▸ Chronique proposée
________

Chroniques (Buies)/Tome II/L’hiver en pleurs

Typographie C Darveau (2p. 14-20).

L’HIVER EN PLEURS.


(Au propriétaire du National.)



Une pluie battante depuis deux jours, et c’est le 23 janvier ! Ô Canada de nos pères ! où es-tu ? Neiges éternelles, n’êtes-vous donc aussi qu’un mensonge ?

On dit qu’il pleut tant aujourd’hui parcequ’il n’est presque pas tombé de pluie l’automne dernier, et qu’il faut que le seau d’eau céleste se vide comme le sac de neige, un peu plus tôt, un peu plus tard. Belle consolation, vraiment ! Et pourquoi n’a-t-il pas plu l’automne dernier ? Qui l’empêchait ? Qui objectait ? Ce n’est pas vous, certes, qui ne vous mêlez absolument que de politique, ni moi qui ai décidé de ne plus faire que de la littérature, et cela au moment où mes amis vont devenir omnipotents, tellement omnipotents qu’ils nous donneront un parlement inouï, un parlement sans opposition.

Ce n’était pas la peine en vérité de tant ménager la pluie durant l’automne, s’il faut que nous payions ces quelques beaux jours déplacés par des rhumatismes, des catarrhes et des bronchites qui ne nous lâcheront plus jusqu’au tombeau. Pas de pluie l’automne dernier ! les canadiens étaient ravis : « Quel beau temps ! » se disaient-ils avec reconnaissance, et ils remerciaient le ciel. Oui, mais ce beau temps amenait les glaces et fermait les rivières à la navigation quinze jours plus tôt que d’habitude. Ensuite, deux ou trois bordées de neige coup sur coup, qui ont enseveli la campagne et noyé la ville, puis plus rien. On demande de la neige en suppliant depuis cinq semaines ; pas d’affaires. Le ciel n’a pas de sac cette année ; il l’a tout vidé l’année dernière, mais en revanche il ouvre ses cataractes. Au lieu d’être gêlés, nous sommes trempés : l’été prochain, il neigera tout le mois d’août et l’équilibre sera rétabli ; voilà comment il faut raisonner.

________

▸ Matériel fourni
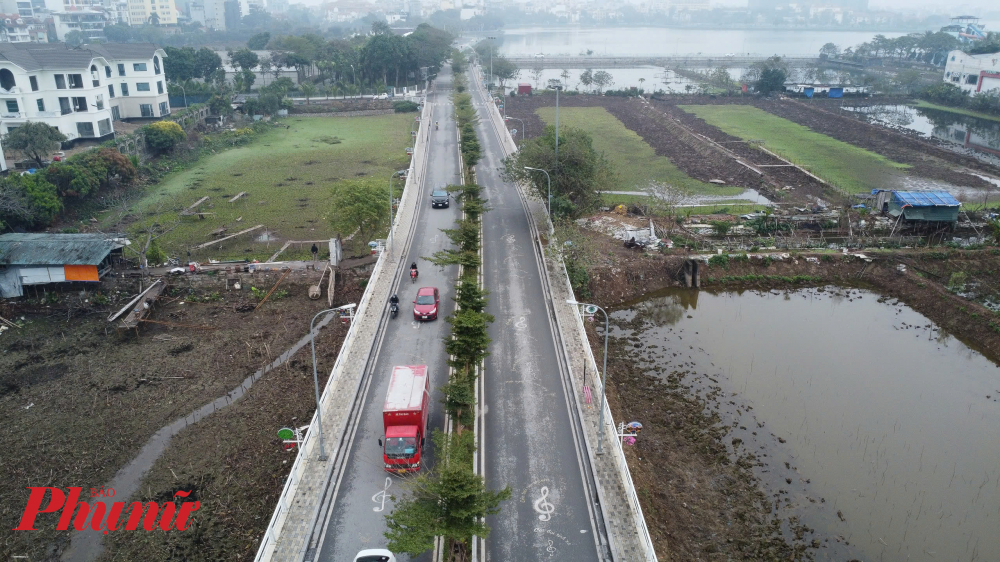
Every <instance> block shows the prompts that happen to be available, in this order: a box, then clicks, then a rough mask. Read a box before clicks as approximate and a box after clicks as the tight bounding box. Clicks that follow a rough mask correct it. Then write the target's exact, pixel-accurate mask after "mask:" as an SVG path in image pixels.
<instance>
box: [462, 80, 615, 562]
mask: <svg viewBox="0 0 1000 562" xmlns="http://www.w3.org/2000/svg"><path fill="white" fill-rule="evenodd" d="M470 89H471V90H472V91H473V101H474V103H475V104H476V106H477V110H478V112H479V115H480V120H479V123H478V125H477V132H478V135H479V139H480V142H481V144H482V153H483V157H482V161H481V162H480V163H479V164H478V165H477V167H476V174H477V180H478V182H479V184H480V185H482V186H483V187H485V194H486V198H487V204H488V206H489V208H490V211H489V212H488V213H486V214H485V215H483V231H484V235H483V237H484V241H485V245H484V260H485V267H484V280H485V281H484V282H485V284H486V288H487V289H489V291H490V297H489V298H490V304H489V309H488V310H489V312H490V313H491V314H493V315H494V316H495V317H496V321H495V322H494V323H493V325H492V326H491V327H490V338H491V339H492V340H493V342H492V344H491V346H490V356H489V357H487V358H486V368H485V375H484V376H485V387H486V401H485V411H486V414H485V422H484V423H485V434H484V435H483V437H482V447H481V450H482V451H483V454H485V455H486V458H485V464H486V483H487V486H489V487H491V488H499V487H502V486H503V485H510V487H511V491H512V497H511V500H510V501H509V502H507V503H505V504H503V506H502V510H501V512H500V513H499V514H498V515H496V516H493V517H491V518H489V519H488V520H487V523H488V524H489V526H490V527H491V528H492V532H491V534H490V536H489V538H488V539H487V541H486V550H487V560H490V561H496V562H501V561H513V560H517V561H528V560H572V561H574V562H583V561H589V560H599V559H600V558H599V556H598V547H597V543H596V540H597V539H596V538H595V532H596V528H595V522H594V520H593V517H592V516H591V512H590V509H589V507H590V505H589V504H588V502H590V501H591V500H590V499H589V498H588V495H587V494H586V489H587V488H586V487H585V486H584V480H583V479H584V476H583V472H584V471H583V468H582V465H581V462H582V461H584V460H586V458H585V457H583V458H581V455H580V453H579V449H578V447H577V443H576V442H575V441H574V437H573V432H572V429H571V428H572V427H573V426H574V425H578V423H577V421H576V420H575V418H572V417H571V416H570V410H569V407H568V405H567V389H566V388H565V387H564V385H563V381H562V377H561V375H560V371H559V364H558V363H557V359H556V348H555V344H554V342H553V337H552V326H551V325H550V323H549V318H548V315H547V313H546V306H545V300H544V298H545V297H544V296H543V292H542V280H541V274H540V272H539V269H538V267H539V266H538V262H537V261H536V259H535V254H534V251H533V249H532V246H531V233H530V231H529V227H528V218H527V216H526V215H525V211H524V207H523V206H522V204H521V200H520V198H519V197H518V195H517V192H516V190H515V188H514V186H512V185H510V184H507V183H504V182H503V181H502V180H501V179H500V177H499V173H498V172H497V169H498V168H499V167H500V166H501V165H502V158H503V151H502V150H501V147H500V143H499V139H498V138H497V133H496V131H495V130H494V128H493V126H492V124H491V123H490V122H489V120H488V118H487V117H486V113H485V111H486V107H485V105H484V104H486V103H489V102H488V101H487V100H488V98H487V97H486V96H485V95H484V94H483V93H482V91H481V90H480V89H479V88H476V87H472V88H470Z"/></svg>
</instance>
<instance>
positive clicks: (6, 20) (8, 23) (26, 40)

________

▸ Exercices
**A)** Recopiez le passage de la chronique qui s'ouvre sur les mots « Une pluie battante » et se termine par « parlement sans opposition. ».
**B)** Relevez tous les maux que la chronique attribue à la pluie.
Le matériel fourni est indépendant de la chronique.

▸ Corrigé
**A)**
Une pluie battante depuis deux jours, et c’est le 23 janvier ! Ô Canada de nos pères ! où es-tu ? Neiges éternelles, n’êtes-vous donc aussi qu’un mensonge ?

On dit qu’il pleut tant aujourd’hui parcequ’il n’est presque pas tombé de pluie l’automne dernier, et qu’il faut que le seau d’eau céleste se vide comme le sac de neige, un peu plus tôt, un peu plus tard. Belle consolation, vraiment ! Et pourquoi n’a-t-il pas plu l’automne dernier ? Qui l’empêchait ? Qui objectait ? Ce n’est pas vous, certes, qui ne vous mêlez absolument que de politique, ni moi qui ai décidé de ne plus faire que de la littérature, et cela au moment où mes amis vont devenir omnipotents, tellement omnipotents qu’ils nous donneront un parlement inouï, un parlement sans opposition.

**B)** rhumatismes, catarrhes, bronchites